Records for the task: Begin

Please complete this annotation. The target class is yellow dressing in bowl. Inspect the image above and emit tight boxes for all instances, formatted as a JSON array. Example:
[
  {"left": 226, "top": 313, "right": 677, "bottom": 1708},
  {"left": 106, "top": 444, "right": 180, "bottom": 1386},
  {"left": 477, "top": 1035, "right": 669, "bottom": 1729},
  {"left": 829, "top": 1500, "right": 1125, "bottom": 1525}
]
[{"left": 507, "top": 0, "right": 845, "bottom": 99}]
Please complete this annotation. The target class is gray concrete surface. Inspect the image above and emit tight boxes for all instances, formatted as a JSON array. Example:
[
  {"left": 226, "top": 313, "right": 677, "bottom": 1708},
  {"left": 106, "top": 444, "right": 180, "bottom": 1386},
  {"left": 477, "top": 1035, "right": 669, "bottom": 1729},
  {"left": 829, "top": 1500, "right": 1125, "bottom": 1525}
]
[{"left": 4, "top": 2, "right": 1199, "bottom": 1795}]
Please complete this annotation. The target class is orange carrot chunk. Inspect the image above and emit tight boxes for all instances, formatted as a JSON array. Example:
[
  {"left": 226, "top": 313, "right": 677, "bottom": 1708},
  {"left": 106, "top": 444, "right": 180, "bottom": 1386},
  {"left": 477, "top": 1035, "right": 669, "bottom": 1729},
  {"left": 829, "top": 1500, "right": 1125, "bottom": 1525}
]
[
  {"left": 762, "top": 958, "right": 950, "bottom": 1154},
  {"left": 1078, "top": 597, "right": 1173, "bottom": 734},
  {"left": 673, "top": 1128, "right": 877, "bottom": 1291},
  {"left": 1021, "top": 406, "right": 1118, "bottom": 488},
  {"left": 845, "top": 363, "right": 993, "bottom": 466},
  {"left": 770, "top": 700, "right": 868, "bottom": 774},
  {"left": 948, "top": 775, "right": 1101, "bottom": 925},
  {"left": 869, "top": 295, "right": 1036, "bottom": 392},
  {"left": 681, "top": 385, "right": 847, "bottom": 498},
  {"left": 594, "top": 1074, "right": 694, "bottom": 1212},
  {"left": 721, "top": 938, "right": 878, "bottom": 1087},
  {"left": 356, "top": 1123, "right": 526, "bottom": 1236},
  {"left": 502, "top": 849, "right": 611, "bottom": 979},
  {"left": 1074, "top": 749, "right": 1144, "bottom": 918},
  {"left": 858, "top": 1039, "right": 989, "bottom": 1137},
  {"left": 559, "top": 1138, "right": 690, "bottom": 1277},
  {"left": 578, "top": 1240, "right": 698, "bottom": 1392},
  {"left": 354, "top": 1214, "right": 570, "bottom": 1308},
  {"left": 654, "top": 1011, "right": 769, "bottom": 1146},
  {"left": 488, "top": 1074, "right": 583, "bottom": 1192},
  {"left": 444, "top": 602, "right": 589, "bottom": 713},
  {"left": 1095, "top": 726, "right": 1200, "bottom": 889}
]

Records for the task: End

> [Exercise details]:
Write out all the material exactly, keeping each word.

> [Response to the task]:
Please complete this annotation. The target class is yellow dressing in bowl. Inspect the image above and emit tight boxes for all instances, formatted as a JSON array. Example:
[
  {"left": 226, "top": 313, "right": 677, "bottom": 1708},
  {"left": 106, "top": 444, "right": 180, "bottom": 1386},
  {"left": 477, "top": 1035, "right": 669, "bottom": 1729},
  {"left": 829, "top": 1500, "right": 1125, "bottom": 1525}
]
[{"left": 507, "top": 0, "right": 845, "bottom": 99}]
Please complete this annotation. The target class is gray concrete surface. Inspect the image above and emit tight boxes for all instances, formatted as a JSON array. Example:
[
  {"left": 226, "top": 313, "right": 677, "bottom": 1708},
  {"left": 106, "top": 444, "right": 180, "bottom": 1386},
  {"left": 477, "top": 1035, "right": 669, "bottom": 1729},
  {"left": 829, "top": 1500, "right": 1125, "bottom": 1525}
]
[{"left": 4, "top": 2, "right": 1199, "bottom": 1795}]
Please complete this annotation. The target class is orange carrot chunk. Inspect the image above and emit tight boxes for all instances, formatted as a JSON array. Example:
[
  {"left": 226, "top": 313, "right": 677, "bottom": 1708},
  {"left": 106, "top": 444, "right": 180, "bottom": 1386},
  {"left": 477, "top": 1035, "right": 669, "bottom": 1729},
  {"left": 829, "top": 1500, "right": 1125, "bottom": 1525}
]
[
  {"left": 762, "top": 958, "right": 950, "bottom": 1154},
  {"left": 1078, "top": 597, "right": 1173, "bottom": 734},
  {"left": 673, "top": 1128, "right": 877, "bottom": 1291},
  {"left": 1021, "top": 406, "right": 1118, "bottom": 488},
  {"left": 845, "top": 363, "right": 993, "bottom": 466},
  {"left": 770, "top": 700, "right": 868, "bottom": 774},
  {"left": 948, "top": 775, "right": 1101, "bottom": 925},
  {"left": 869, "top": 295, "right": 1036, "bottom": 392},
  {"left": 681, "top": 385, "right": 847, "bottom": 498},
  {"left": 594, "top": 1074, "right": 694, "bottom": 1212},
  {"left": 721, "top": 938, "right": 878, "bottom": 1087},
  {"left": 356, "top": 1123, "right": 526, "bottom": 1236},
  {"left": 502, "top": 849, "right": 611, "bottom": 979},
  {"left": 1074, "top": 749, "right": 1144, "bottom": 918},
  {"left": 858, "top": 1039, "right": 989, "bottom": 1137},
  {"left": 559, "top": 1138, "right": 690, "bottom": 1277},
  {"left": 578, "top": 1240, "right": 698, "bottom": 1392},
  {"left": 354, "top": 1214, "right": 570, "bottom": 1308},
  {"left": 654, "top": 1011, "right": 769, "bottom": 1146},
  {"left": 488, "top": 1074, "right": 583, "bottom": 1192},
  {"left": 444, "top": 602, "right": 589, "bottom": 713},
  {"left": 1095, "top": 726, "right": 1200, "bottom": 889}
]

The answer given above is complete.